Dataset entries:
****************************************
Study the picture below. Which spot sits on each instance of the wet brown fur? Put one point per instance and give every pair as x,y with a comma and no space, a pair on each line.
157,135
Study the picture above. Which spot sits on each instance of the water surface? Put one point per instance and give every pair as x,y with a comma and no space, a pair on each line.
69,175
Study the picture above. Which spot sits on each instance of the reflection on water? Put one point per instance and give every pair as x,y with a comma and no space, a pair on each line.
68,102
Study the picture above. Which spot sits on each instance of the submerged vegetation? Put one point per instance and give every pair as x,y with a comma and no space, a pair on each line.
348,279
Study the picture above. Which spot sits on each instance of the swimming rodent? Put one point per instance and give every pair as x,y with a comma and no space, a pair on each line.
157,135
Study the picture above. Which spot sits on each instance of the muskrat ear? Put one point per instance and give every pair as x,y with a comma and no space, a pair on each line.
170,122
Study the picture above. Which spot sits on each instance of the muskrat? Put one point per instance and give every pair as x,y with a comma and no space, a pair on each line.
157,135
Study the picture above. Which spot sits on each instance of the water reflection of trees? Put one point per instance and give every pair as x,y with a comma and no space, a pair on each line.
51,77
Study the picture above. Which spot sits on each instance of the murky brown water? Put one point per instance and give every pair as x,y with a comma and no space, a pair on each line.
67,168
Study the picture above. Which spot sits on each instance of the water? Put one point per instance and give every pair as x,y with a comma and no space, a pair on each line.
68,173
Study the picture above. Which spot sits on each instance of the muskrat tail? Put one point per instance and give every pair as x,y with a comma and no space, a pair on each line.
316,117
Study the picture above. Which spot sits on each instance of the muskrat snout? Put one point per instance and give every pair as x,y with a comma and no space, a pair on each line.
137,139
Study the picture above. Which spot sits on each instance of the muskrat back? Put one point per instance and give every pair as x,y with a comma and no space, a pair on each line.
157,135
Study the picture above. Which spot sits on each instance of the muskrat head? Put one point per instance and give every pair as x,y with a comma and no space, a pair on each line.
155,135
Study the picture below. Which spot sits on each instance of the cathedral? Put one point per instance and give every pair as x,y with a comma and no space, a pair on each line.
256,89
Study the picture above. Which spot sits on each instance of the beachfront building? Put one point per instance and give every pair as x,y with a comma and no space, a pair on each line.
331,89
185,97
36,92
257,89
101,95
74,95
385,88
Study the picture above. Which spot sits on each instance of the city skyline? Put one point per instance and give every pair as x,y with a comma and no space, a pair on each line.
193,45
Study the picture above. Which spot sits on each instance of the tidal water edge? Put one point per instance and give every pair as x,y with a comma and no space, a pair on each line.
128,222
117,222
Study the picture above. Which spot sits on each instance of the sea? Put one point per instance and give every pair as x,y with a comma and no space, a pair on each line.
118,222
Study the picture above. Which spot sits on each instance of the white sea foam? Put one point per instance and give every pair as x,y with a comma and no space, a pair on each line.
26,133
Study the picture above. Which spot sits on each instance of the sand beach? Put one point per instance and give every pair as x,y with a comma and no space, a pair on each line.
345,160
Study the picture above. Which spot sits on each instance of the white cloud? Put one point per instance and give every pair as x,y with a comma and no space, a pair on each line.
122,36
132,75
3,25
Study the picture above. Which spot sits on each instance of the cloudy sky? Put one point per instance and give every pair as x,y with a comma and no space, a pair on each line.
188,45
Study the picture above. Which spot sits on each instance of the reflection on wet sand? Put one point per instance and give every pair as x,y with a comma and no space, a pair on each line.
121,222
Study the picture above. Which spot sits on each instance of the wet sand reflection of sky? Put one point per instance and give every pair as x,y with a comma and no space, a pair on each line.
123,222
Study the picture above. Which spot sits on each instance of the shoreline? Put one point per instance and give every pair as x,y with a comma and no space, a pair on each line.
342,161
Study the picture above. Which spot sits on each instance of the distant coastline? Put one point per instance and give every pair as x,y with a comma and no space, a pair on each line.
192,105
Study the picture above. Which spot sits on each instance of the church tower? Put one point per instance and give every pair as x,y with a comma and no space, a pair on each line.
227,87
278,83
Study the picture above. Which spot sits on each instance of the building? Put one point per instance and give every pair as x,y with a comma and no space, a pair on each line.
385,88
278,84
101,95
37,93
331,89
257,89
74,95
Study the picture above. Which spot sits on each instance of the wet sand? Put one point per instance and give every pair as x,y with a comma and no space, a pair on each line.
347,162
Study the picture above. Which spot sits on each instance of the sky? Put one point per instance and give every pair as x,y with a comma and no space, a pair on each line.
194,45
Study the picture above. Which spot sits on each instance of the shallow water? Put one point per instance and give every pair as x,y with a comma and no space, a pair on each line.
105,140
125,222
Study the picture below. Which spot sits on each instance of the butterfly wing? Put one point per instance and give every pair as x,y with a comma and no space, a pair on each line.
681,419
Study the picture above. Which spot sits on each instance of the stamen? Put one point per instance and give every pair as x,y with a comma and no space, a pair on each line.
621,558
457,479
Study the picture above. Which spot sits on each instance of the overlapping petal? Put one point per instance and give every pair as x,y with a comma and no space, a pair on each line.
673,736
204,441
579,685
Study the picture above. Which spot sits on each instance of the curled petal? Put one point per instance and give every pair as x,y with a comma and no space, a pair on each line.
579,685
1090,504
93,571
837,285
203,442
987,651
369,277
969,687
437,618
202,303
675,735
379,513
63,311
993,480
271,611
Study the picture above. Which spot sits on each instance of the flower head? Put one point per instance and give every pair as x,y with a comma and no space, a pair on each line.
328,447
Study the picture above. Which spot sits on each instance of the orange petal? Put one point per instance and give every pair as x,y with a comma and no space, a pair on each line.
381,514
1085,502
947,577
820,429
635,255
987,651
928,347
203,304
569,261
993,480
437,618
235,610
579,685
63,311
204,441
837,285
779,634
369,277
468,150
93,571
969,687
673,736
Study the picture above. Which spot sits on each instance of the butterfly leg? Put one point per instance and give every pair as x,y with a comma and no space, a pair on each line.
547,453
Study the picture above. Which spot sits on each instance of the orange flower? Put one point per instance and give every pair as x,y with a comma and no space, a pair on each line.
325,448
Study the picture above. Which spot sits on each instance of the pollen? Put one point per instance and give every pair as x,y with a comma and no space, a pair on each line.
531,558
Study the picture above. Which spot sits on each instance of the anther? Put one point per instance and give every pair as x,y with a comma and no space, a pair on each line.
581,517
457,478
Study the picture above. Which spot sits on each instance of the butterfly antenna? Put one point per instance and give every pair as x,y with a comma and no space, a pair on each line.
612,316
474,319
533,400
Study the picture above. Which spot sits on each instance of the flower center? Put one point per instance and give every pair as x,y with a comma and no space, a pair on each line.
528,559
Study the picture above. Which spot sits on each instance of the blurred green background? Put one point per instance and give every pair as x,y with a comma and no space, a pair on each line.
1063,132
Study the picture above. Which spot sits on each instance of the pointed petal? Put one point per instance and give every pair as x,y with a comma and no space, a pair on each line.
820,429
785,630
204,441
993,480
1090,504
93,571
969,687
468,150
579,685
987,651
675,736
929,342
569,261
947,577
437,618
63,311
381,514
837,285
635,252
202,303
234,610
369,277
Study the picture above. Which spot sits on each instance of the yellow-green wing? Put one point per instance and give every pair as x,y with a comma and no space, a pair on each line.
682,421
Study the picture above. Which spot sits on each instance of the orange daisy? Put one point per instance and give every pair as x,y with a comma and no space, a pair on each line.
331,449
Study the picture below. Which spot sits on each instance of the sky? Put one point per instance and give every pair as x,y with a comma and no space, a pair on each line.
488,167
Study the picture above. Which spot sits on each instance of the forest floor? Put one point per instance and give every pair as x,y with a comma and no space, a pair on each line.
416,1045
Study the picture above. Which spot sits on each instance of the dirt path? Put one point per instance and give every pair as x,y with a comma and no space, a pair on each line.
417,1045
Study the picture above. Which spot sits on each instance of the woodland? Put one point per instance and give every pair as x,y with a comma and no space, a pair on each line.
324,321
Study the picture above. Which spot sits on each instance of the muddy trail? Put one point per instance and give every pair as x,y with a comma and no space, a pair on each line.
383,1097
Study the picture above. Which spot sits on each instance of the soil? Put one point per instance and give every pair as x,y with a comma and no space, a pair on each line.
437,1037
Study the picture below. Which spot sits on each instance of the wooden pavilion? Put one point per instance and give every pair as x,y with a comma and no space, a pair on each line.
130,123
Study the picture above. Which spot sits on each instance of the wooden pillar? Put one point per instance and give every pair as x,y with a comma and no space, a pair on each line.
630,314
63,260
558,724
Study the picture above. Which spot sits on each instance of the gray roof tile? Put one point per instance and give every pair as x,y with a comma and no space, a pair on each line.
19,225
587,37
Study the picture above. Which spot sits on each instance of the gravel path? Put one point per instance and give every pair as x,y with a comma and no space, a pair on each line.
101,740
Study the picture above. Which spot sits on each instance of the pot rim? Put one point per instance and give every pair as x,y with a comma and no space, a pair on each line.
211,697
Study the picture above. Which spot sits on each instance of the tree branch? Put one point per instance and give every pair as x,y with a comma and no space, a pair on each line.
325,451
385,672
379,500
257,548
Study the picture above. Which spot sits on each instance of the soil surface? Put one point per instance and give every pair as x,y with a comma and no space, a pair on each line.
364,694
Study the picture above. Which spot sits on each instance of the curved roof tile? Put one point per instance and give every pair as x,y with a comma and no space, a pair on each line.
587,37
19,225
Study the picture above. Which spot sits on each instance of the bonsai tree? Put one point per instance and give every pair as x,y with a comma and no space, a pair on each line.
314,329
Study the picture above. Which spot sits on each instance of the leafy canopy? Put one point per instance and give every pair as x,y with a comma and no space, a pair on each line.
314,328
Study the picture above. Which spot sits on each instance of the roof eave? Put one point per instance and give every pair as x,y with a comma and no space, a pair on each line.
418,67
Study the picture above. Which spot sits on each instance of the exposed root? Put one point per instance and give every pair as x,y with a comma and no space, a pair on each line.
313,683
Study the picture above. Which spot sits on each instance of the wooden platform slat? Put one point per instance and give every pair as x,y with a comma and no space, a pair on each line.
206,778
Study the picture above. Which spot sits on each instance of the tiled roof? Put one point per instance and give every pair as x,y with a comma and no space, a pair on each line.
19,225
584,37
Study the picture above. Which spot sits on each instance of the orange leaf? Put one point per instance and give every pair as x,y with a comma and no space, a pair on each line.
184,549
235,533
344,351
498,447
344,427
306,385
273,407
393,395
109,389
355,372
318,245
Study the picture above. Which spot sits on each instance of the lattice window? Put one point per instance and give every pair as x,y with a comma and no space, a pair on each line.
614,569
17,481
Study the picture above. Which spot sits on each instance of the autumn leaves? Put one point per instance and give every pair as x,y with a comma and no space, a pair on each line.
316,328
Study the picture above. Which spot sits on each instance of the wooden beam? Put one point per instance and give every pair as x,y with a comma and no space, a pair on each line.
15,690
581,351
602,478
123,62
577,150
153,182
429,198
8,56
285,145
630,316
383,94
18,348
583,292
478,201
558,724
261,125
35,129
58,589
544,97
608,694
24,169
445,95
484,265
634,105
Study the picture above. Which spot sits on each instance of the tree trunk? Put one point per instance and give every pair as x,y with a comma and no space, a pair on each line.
****************************************
Task goal:
Beginning at the line containing "of the autumn", repeat each line exactly through the last line of the entries, and include no other lines.

Written answer:
Study the picture above. Which spot sits on each instance of the autumn leaves? Put one point per instance and give every pair as x,y with a comma and no space, a pair on each line.
316,328
Study the picture above. Which spot sits on each instance of the wooden beam? Put one point per instance and give every pair as x,y with a comma and no space, a pair on each line.
15,690
581,351
602,478
123,62
577,150
153,182
429,198
8,56
285,145
630,316
383,94
18,348
583,292
478,201
558,724
261,125
35,129
58,589
544,97
608,694
24,169
445,95
484,265
634,105
Study the picture above. Which spot sits on each instance of the tree trunk? Put one point per instance and give every pair as x,y with a comma and no space, a pair on each line.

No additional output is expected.